Source records:

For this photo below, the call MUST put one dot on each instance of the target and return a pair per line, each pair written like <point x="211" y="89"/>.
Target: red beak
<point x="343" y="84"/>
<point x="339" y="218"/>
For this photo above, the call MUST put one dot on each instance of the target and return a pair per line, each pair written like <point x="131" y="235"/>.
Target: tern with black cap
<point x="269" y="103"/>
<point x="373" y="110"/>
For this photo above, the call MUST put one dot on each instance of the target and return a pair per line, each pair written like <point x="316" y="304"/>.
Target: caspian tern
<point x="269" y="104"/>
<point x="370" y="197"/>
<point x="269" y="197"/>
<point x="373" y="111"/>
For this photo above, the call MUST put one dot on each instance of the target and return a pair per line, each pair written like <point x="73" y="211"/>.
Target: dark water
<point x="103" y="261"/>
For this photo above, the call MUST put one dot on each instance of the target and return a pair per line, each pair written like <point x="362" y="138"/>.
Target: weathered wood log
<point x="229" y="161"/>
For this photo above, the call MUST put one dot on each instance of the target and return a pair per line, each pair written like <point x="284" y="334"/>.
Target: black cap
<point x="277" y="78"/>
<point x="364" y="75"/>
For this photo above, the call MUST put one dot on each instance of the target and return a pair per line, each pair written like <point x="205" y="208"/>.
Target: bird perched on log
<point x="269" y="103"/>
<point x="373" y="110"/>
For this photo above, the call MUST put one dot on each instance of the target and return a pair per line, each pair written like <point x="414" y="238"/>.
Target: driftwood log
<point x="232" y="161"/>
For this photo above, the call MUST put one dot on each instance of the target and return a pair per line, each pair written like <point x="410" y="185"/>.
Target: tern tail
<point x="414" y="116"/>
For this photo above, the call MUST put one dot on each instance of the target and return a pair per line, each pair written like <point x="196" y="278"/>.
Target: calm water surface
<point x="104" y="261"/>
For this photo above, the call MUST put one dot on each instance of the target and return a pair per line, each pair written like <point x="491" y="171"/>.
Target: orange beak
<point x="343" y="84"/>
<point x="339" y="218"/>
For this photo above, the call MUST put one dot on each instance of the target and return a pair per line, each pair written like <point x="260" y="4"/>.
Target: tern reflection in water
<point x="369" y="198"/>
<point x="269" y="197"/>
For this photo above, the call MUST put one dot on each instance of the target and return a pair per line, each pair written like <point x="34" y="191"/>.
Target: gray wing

Given task:
Using the listing above, please repeat every entry exactly.

Reply:
For this photo below, the call MUST put one dot on each instance of the target and return a pair per line, each pair written like <point x="211" y="89"/>.
Target: red beak
<point x="343" y="84"/>
<point x="339" y="218"/>
For this photo above, the call MUST put one dot on each instance of the target and return a pair per line, each pair written like <point x="131" y="235"/>.
Target: tern with black cap
<point x="269" y="103"/>
<point x="373" y="110"/>
For this photo above, the call MUST put one dot on each instance of the target and return a pair per line, each pair written like <point x="316" y="304"/>.
Target: caspian tern
<point x="269" y="104"/>
<point x="370" y="197"/>
<point x="269" y="197"/>
<point x="373" y="111"/>
For this photo above, the call MUST put one dot on each instance of the target and return a pair per line, each pair written like <point x="73" y="211"/>.
Target: dark water
<point x="103" y="261"/>
For this photo above, the call MUST put one dot on each instance of the target and return a pair per line, each pair written like <point x="362" y="138"/>.
Target: weathered wood log
<point x="229" y="161"/>
For this photo above, the call MUST put one dot on each instance of the target and return a pair per line, each pair written like <point x="284" y="334"/>.
Target: black cap
<point x="277" y="78"/>
<point x="364" y="75"/>
For this photo above, the call MUST put one dot on each instance of the target and return a pair per line, each pair written like <point x="205" y="208"/>.
Target: bird perched on log
<point x="269" y="103"/>
<point x="373" y="110"/>
For this photo above, the call MUST put one dot on each instance of the target and return a pair per line, each pair written like <point x="414" y="238"/>.
Target: driftwood log
<point x="232" y="161"/>
For this photo above, the call MUST put one dot on each instance of the target and return a pair per line, each pair written like <point x="410" y="185"/>.
Target: tern tail
<point x="414" y="116"/>
For this photo above, the call MUST put one dot on each instance of the target and return a pair per line, each pair written like <point x="196" y="278"/>.
Target: calm water surface
<point x="104" y="261"/>
For this photo above, the call MUST put one dot on each instance of the target and return a pair per line, each pair written like <point x="491" y="171"/>.
Target: orange beak
<point x="343" y="84"/>
<point x="339" y="218"/>
For this photo above, the call MUST put one dot on each instance of the target and return a pair per line, each pair written like <point x="260" y="4"/>.
Target: tern reflection in water
<point x="369" y="198"/>
<point x="269" y="197"/>
For this photo above, the call MUST put one dot on each instance of the target and return a pair per line, each pair written like <point x="34" y="191"/>.
Target: gray wing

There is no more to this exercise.